By James Toney at Wimbledon

Cameron Norrie seems an unerringly grounded sort of bloke but he admits he's now got a taste for the tennis high life.

Norrie might have arrived at the All England Club as the British number one but despite cracking the world's top ten could still walk sport’s most famous postcode largely unrecognised.

Not anymore, with a run to a first Grand Slam semi-final finally ended by six-time champion Novak Djokovic.

In the end the Serbian's experience was just too much, as he secured a 27th consecutive win here and his 85th in total, moving him beyond Jimmy Connors and now behind only Roger Federer.

He has also now reached 32 grand slam finals - a new men's all-time record. If tennis success is judged on the numbers, Djokovic's figures are quite remarkable.

Norrie said after his quarter-final win over David Goffin that matches really start at the two hour mark - in this clash that was about the point it all went downhill.

He raced to the first set in a flurry of winners and then won just nine games in the three that followed, losing 2-6 6-3 6-2 6-4 as his self-belief seemed to evaporate on a sweltering Centre Court.

"It's tough to take, it started pretty well, he seemed a bit nervous but he dried up his errors and then made it really difficult for me," admitted Norrie.

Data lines
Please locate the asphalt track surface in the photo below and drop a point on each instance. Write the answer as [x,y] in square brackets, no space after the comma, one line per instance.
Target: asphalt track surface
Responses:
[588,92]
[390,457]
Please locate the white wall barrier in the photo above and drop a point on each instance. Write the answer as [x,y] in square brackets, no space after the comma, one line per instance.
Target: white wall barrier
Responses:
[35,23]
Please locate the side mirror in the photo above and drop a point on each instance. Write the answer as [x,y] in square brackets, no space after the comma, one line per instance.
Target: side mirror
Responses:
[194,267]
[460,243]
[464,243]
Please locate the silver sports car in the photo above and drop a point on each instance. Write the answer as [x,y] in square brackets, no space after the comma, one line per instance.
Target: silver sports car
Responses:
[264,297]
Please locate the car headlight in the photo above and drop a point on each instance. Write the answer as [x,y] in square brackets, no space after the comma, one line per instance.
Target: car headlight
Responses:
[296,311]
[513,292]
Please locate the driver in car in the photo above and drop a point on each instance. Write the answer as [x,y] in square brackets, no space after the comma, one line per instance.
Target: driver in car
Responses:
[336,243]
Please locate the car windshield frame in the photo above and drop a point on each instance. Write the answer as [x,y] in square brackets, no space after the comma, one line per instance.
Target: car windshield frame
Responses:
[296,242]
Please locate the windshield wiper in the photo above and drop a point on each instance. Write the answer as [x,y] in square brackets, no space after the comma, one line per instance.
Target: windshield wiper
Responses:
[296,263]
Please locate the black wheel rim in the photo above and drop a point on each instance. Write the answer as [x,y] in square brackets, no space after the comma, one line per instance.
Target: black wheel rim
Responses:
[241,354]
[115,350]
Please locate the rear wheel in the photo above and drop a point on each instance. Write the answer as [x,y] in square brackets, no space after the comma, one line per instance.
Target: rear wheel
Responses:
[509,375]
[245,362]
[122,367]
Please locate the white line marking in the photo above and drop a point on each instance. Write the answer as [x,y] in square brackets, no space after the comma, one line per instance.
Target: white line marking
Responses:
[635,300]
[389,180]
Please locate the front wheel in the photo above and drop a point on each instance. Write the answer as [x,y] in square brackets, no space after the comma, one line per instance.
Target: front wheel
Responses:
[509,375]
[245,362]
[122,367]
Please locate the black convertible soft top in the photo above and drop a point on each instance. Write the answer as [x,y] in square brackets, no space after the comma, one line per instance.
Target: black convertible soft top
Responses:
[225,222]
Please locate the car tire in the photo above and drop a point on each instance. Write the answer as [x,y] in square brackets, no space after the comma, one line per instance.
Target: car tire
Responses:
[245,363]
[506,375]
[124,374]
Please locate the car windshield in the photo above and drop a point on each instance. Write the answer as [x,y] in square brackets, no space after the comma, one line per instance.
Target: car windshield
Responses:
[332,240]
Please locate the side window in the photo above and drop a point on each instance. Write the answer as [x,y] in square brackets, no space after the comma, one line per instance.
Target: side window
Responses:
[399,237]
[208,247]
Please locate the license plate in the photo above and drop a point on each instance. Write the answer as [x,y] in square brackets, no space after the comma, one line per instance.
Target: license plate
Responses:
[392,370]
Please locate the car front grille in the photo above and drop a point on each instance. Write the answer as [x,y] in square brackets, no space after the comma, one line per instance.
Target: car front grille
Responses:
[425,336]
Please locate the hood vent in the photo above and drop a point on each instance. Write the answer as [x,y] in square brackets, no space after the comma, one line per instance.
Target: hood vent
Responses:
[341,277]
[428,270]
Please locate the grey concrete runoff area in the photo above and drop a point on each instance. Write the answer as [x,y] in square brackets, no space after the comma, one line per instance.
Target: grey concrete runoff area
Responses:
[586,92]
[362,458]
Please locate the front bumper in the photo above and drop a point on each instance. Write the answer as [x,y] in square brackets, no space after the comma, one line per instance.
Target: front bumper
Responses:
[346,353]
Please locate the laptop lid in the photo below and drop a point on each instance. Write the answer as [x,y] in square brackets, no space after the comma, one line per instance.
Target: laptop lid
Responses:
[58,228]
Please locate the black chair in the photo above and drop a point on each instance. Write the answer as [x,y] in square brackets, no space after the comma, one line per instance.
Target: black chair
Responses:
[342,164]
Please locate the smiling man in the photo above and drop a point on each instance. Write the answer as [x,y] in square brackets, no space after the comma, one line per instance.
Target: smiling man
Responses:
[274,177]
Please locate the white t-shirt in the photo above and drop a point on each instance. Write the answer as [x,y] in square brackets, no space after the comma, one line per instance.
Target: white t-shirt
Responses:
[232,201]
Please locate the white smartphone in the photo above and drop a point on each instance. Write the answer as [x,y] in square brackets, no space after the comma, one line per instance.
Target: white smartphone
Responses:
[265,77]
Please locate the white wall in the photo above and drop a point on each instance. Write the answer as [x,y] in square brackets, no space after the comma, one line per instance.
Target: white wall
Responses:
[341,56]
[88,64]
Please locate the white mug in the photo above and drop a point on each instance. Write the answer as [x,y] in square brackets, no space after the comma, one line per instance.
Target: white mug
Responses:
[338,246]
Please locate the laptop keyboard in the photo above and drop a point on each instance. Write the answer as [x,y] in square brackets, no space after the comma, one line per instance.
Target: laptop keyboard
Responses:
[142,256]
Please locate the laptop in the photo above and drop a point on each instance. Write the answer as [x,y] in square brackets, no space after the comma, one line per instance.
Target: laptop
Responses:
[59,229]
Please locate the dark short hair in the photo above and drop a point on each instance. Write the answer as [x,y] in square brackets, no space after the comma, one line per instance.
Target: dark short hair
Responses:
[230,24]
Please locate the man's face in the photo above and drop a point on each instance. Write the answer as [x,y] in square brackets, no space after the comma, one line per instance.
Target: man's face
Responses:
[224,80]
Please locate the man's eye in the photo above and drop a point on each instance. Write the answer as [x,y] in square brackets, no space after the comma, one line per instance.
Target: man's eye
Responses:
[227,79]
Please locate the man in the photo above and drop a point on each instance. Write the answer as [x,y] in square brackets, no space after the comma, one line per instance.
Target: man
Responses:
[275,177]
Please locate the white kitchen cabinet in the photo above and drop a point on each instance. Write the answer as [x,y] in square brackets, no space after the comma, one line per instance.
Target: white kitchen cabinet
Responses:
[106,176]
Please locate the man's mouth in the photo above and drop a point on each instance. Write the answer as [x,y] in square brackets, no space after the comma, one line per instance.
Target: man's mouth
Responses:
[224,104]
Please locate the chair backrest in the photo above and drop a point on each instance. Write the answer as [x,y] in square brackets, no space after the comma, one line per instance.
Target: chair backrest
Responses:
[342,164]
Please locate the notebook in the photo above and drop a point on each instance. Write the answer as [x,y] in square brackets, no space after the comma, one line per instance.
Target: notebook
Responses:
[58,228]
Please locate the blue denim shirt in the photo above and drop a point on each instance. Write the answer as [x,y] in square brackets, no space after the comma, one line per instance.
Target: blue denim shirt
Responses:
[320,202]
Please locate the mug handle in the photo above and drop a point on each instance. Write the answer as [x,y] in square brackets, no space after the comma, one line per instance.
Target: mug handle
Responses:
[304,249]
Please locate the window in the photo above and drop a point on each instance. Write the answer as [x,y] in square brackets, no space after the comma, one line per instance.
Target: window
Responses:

What to do: Please go on with the Wimbledon article on Cameron Norrie's semi-final loss, picking up after its final sentence.

In response:
"He raised his game and served unbelievably well and made it tough for me to get into his service. He just locked it down.

“It was the biggest match of my career and I made a good start but it wasn't enough. The level of execution and focus from him was just better than me.

“I used the crowd to my advantage and he looked like he was getting a bit distracted by it. I enjoyed the atmosphere but not the result.

“I feel everyone has got behind me. It's the first time people have got to know me and the way I play and operate. I'm pleased to have given them something to cheer about. It's been a crazy fortnight."

Norrie will need a few more days like this to be mentioned in the same breath as Tim Henman, Andy Murray or Emma Raducanu but there is plenty of cause for optimism with his fortnight's sweat and toil.

The tennis circus rolls relentlessly on and Norrie will start his US hard court campaign in Atlanta later this month.

The lack of ranking status, due to Wimbledon's decision to exclude Russian and Belorussian players, means Norrie won't be picking up the 720 points this run would have generated, which would have moved him up to career high of world number eight.

However, these last six matches have taught him something more valuable - this is a stage where he belongs.

"I need to keep working hard, there are lots of things to improve on my game," he added.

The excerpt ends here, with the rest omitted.